Could you rewrite the lines below, starting at the line that contains "# point at: green" and ending at the last line, with each x and y coordinate raised by 8 and the lines beginning "# point at" kept unchanged?

### LISTING ###

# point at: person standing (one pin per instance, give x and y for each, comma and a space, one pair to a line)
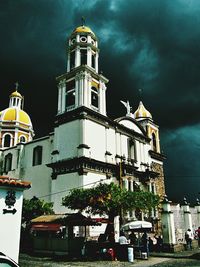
145, 243
198, 235
188, 239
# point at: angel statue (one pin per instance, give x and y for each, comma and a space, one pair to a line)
127, 106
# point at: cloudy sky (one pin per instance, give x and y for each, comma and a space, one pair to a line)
153, 45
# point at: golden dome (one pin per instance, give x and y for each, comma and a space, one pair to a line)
142, 112
83, 28
14, 114
16, 94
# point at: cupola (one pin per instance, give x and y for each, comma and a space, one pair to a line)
15, 124
142, 112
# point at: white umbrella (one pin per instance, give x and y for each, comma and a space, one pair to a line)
136, 225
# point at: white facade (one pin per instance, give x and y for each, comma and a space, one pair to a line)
10, 216
86, 147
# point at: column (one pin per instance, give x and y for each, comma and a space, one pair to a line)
197, 206
168, 227
96, 62
63, 94
59, 98
187, 215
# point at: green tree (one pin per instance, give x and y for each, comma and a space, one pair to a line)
35, 207
109, 199
31, 209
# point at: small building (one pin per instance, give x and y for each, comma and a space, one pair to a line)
11, 198
56, 234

###

TASK ANSWER:
# point at: green tree (one pin per instance, give x and y for each, comma and a space, one pair to a line)
43, 215
117, 207
39, 217
# point at: small building (one pin per instance, give x and y for each, comma and a space, one pair to a line)
19, 206
64, 242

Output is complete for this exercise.